#### Trecho da página ####

Archive for julho 2015

Francisco, a Igreja e a mídia

Publicado originalmente em “O São Paulo”.

Quem lê na imprensa os comentários à atuação do Papa Francisco, como por ocasião da publicação da Laudato si’ ou de sua recente viagem pela América do Sul, encontra em muitos casos uma posição curiosa: “Falemos bem do Papa e mal da Igreja”. Críticos tradicionais da Igreja elogiam o Papa como se ele fosse um ponto totalmente fora da curva, como se dissessem: ESTE papa é bom, mas o resto da Igreja continua sem merecer consideração. 

É difícil falar do catolicismo, porque é falar de nossa infância, de nossos pais, de nossa história. Mesmo na sociedade brasileira, já bastante secularizada, diversos temas – como as demandas da comunidade LGBTI, a educação dos jovens ou os problemas de segurança pública – remetem, ainda que por oposição, ao Catolicismo. E a força com que parcelas da sociedade tentam se afastar do catolicismo reafirma paradoxalmente o quão fundamental ele é na formação e na visão de mundo dos brasileiros, o quanto nos influenciou e o quanto está impregnado em nós. 

Se cada um deseja ou não seguir esta fé é uma outra questão, mas interessa a toda a sociedade civil que o debate seja feito com honestidade. Pois, sejamos católicos ou não, o catolicismo é um dos fundamentos, talvez o principal, da formação do povo brasileiro. Compreender o Catolicismo de forma clara, sem reducionismos ou preconceitos, é compreender grande parte da própria gênese do nosso povo, de nossa cultura, é parte importante do conhecimento sobre nós mesmos.

#### Amostras de dados ####

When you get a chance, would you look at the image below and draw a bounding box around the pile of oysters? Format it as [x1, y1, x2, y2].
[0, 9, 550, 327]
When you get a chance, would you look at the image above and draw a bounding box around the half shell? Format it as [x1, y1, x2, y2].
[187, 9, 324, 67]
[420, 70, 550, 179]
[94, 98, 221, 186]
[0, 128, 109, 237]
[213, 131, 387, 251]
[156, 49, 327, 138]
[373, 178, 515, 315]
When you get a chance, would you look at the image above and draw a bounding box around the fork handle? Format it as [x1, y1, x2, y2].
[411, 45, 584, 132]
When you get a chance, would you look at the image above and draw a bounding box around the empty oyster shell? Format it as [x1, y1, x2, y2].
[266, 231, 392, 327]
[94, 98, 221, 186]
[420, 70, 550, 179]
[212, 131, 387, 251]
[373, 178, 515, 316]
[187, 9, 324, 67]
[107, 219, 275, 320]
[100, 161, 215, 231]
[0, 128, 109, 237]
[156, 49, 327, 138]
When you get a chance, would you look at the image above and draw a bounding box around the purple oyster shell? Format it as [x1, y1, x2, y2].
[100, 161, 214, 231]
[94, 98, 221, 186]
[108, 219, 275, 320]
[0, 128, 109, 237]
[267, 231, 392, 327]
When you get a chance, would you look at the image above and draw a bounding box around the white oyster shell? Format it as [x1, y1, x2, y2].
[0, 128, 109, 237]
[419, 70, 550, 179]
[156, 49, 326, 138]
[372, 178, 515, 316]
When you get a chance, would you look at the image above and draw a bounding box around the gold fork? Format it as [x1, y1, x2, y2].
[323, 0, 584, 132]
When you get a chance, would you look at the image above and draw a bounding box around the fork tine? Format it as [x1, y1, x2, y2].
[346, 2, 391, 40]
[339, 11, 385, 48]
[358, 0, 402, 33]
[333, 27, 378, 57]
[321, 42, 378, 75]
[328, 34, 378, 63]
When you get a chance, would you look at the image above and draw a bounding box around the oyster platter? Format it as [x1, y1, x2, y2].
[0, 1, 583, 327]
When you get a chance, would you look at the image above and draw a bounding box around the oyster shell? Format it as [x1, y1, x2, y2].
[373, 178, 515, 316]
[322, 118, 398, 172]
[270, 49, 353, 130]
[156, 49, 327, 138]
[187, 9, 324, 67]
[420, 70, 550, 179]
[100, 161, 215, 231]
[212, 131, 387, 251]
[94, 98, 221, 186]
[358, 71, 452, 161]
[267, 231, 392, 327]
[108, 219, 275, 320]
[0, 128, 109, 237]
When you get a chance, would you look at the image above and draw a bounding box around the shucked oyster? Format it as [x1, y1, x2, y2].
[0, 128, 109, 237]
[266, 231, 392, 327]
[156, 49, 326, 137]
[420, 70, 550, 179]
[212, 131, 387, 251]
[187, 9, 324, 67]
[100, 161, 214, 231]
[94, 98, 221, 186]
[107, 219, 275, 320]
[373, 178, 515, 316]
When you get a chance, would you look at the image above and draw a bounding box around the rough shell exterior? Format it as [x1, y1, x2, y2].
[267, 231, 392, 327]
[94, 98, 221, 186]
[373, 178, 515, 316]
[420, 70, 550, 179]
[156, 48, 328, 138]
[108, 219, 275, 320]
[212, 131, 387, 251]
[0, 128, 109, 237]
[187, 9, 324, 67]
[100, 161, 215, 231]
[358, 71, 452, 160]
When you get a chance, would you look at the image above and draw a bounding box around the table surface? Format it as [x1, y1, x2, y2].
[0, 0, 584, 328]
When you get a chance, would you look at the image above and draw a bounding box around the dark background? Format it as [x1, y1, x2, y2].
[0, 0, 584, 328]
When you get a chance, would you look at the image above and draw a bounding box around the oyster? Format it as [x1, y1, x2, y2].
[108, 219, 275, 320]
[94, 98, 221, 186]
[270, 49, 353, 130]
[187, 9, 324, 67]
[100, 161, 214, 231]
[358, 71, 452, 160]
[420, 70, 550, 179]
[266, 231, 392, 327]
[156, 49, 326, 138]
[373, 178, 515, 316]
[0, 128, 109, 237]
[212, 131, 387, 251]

####

Tarefas a cumprir.
1) Em que veículo o artigo sobre o Papa Francisco foi publicado originalmente?
2) Transcreva literalmente a parte do artigo sobre o Papa Francisco que começa em "É difícil falar" e segue até "impregnado em nós.".

Respostas por tarefa.
1) Em "O São Paulo".

2)
É difícil falar do catolicismo, porque é falar de nossa infância, de nossos pais, de nossa história. Mesmo na sociedade brasileira, já bastante secularizada, diversos temas – como as demandas da comunidade LGBTI, a educação dos jovens ou os problemas de segurança pública – remetem, ainda que por oposição, ao Catolicismo. E a força com que parcelas da sociedade tentam se afastar do catolicismo reafirma paradoxalmente o quão fundamental ele é na formação e na visão de mundo dos brasileiros, o quanto nos influenciou e o quanto está impregnado em nós.